--- begin ---

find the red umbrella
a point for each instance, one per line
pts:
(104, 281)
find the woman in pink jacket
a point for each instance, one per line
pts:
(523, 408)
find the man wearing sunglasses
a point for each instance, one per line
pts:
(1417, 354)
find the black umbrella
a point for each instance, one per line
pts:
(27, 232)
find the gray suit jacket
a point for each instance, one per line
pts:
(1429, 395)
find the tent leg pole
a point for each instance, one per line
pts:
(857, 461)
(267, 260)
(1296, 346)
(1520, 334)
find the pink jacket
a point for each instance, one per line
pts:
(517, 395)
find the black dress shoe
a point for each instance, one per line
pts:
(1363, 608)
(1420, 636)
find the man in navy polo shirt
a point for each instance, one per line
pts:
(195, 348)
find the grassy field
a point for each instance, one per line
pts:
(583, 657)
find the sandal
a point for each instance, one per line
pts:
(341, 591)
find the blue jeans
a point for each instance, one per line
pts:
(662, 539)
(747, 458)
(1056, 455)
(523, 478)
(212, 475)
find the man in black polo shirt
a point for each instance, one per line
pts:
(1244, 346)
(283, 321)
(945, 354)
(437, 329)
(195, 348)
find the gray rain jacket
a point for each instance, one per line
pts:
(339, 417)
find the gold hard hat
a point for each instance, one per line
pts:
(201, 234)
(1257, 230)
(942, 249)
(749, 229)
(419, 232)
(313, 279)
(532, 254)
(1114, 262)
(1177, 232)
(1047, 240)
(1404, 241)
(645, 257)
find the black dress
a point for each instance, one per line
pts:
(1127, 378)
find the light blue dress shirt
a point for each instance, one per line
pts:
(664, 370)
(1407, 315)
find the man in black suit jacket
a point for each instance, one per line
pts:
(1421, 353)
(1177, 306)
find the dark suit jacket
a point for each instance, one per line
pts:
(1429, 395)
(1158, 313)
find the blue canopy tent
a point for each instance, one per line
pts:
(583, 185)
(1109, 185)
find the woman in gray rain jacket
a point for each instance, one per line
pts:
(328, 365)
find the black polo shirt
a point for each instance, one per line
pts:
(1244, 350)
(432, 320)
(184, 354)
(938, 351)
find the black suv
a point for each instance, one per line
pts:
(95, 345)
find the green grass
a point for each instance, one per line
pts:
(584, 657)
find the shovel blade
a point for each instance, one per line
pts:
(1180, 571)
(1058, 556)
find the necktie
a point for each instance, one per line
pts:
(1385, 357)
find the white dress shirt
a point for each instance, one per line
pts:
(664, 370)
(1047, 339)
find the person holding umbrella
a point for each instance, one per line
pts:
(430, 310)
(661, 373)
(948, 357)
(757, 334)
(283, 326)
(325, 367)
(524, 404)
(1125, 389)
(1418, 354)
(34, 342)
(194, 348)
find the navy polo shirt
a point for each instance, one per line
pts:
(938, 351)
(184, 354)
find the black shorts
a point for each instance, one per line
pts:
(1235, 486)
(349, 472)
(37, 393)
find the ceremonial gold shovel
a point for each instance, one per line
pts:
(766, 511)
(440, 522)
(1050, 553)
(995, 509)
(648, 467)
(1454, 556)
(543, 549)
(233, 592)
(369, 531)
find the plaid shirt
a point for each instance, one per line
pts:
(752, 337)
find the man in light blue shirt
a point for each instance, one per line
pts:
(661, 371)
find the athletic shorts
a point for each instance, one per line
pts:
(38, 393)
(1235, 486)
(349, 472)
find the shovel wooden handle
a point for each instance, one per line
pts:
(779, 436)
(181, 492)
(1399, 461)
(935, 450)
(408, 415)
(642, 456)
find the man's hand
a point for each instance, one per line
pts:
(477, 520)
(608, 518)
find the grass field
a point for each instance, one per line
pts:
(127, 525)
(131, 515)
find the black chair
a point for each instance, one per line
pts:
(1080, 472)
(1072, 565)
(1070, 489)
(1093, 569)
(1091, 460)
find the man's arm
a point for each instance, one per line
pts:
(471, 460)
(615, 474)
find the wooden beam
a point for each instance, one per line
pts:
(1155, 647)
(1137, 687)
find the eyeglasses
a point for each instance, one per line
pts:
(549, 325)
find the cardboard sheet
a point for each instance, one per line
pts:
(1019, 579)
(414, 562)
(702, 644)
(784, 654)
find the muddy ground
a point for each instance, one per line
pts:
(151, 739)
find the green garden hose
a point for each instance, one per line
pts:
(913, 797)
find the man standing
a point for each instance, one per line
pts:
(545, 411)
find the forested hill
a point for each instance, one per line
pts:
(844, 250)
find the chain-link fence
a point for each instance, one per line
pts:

--- end ---

Could you copy out all of the rows above, word for word and unchanged?

find the red umbrella
a point for each instance, one per line
pts:
(104, 281)
find the woman in pink jacket
a point for each instance, one per line
pts:
(523, 408)
find the man wearing sunglasses
a point for each instance, one per line
pts:
(1417, 354)
find the black umbrella
a point for each instance, one per line
pts:
(27, 232)
find the gray suit jacket
a point for each instance, one per line
pts:
(1429, 395)
find the tent leg pole
a point for each instance, one per line
pts:
(857, 461)
(267, 260)
(1296, 346)
(1520, 334)
find the pink jacket
a point for each instance, one per line
pts:
(517, 395)
find the black dress shoe
a point for each instance, one per line
pts:
(1363, 608)
(1420, 636)
find the man in navy polo shirt
a point for each instance, one per line
pts:
(195, 348)
find the grassy field
a point for each instance, one per line
pts:
(583, 657)
find the sandal
a point for each instance, one per line
pts:
(341, 591)
find the blue jeans
a point for each instance, one per line
pts:
(662, 539)
(747, 458)
(1056, 455)
(523, 478)
(212, 475)
find the man in black polo shirt
a point for each instance, one per line
pts:
(1244, 346)
(283, 321)
(945, 354)
(437, 329)
(195, 348)
find the gray rain jacket
a point for each instance, one per line
pts:
(339, 417)
find the gold hard hat
a point for each instance, one per line
pts:
(201, 234)
(1257, 230)
(942, 249)
(749, 229)
(419, 232)
(313, 279)
(532, 254)
(1114, 262)
(1177, 232)
(1047, 240)
(1404, 241)
(645, 257)
find the black dress
a point for each instance, one per line
pts:
(1127, 378)
find the light blue dress shirt
a point for each instance, one per line
pts:
(664, 370)
(1407, 315)
find the man in black suit jacket
a point for each instance, one per line
pts:
(1421, 353)
(1177, 306)
find the dark suit jacket
a point for each instance, one per line
pts:
(1429, 395)
(1158, 313)
find the blue canopy tent
a point for each instance, one per line
pts:
(583, 185)
(1109, 185)
find the woman in gray rain jacket
a point for each instance, one per line
pts:
(328, 365)
find the black polo shirt
a point for each instance, one per line
pts:
(1244, 350)
(432, 320)
(184, 354)
(938, 351)
find the black suv
a point for each instance, one per line
pts:
(95, 345)
find the green grass
a point for each instance, one per line
pts:
(584, 657)
find the shovel blade
a point for each instance, one per line
pts:
(1180, 571)
(1058, 556)
find the necktie
a point for each instance, one per line
pts:
(1385, 357)
find the white dress shirt
a point for each instance, one per line
pts:
(664, 370)
(1047, 339)
find the person holding umbrella
a point for each instance, one per line
pts:
(430, 310)
(661, 373)
(948, 357)
(757, 334)
(283, 326)
(325, 367)
(524, 404)
(1125, 389)
(1418, 354)
(34, 342)
(194, 348)
find the navy polo shirt
a point for each instance, one per line
pts:
(938, 351)
(184, 354)
find the black shorts
a point for each instance, one per line
pts:
(1235, 486)
(349, 472)
(37, 393)
find the ceremonial gold shovel
a point for each instance, one per line
pts:
(766, 511)
(440, 522)
(1050, 553)
(995, 509)
(648, 467)
(1454, 556)
(543, 549)
(233, 592)
(369, 531)
find the plaid shirt
a point for each instance, one per line
pts:
(752, 337)
find the man in light blue shirt
a point for each instance, one per line
pts:
(661, 371)
find the athletic shorts
a point for each instance, one per line
pts:
(38, 393)
(1235, 486)
(349, 472)
find the shovel wooden handle
a point for each instance, one per line
pts:
(779, 436)
(181, 492)
(1399, 461)
(935, 450)
(408, 415)
(642, 456)
find the man's hand
a point for each instance, one per line
pts:
(477, 520)
(608, 518)
find the grass field
a point for each instance, one per line
pts:
(127, 525)
(131, 515)
find the black chair
a point for each instance, one per line
pts:
(1080, 472)
(1072, 565)
(1070, 489)
(1093, 569)
(1091, 460)
find the man's arm
a point for each instance, one per line
pts:
(471, 460)
(615, 474)
find the wooden beam
a point for each instance, one per line
pts:
(1155, 647)
(1137, 687)
find the eyeglasses
a point for each instance, one per line
pts:
(549, 325)
find the cardboard sheet
a point for each instance, one per line
pts:
(1019, 579)
(414, 562)
(702, 644)
(784, 654)
find the muddy ground
a point for each instance, one per line
pts:
(151, 739)
find the green garden hose
a point for each instance, one per line
pts:
(913, 797)
find the man standing
a point for each instance, one per line
pts:
(545, 411)
find the forested hill
a point for each instance, one per line
pts:
(844, 250)
find the chain-link fence
a point for each instance, one per line
pts:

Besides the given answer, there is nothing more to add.